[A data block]
● ● ● ● ●

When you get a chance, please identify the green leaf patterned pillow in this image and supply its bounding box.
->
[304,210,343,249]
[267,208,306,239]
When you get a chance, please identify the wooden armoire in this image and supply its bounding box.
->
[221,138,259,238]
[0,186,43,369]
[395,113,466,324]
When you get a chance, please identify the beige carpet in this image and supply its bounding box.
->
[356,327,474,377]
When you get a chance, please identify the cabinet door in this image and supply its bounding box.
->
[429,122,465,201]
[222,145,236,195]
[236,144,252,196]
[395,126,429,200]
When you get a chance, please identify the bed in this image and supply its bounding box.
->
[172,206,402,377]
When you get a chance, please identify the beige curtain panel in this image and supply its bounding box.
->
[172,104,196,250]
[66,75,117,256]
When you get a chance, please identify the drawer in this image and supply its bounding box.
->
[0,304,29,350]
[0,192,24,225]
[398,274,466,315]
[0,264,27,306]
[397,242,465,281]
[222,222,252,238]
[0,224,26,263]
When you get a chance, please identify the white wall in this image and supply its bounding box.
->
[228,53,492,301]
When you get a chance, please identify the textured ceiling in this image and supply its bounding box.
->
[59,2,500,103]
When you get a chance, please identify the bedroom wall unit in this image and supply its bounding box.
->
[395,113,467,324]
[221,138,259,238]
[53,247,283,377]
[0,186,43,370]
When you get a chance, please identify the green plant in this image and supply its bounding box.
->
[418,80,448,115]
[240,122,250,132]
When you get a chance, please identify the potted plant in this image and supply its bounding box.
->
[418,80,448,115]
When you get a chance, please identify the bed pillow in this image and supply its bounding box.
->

● ● ● ● ●

- STATED PROBLEM
Please copy all of the records above line by line, changing nothing.

- RESPONSE FOR THIS EXERCISE
When you get a chance, please identify the green leaf patterned pillow in this image and supply its bounding box.
->
[304,210,343,249]
[267,208,306,239]
When you get a chance, please identify the wooden armoire in this image and supply its bounding box.
->
[221,138,259,238]
[0,186,43,369]
[395,113,466,324]
When you get a chance, please identify the beige carpet in this image and supply its bounding box.
->
[356,327,474,377]
When you get a chance, please identify the cabinet door in this image and supply its bounding box.
->
[429,122,465,201]
[222,145,236,195]
[236,144,252,196]
[395,126,429,200]
When you get a chance, please identify the bed in this image and supply its bounding box.
->
[172,206,402,377]
When you get a chance, please identify the beige curtain panel in this image and supply its bounding box.
->
[172,104,196,250]
[66,75,117,256]
When you get a chance, please identify the drawer in this image and supply its bounding box.
->
[0,304,29,350]
[0,192,24,225]
[398,274,466,315]
[0,264,27,306]
[397,242,465,281]
[222,222,252,238]
[0,224,26,263]
When you get a chance, please identify the white wall in this image and supply its bounding box.
->
[228,53,492,301]
When you get a chance, please identify the textured ceiling in this image and supply its bounding box.
->
[59,2,500,103]
When you get a chance, please identify the bedroom wall unit in this image and supply its bounding box.
->
[395,113,467,324]
[221,138,259,238]
[53,247,283,377]
[0,186,43,370]
When you get a chance, please identify the green plant in this image and supply its bounding box.
->
[418,80,448,115]
[240,122,250,132]
When you get a chance, please identify the potted plant in this image and supply its bounding box.
->
[418,80,448,115]
When you get a chance, please identify the bed pillow in this image and supply its bounding box.
->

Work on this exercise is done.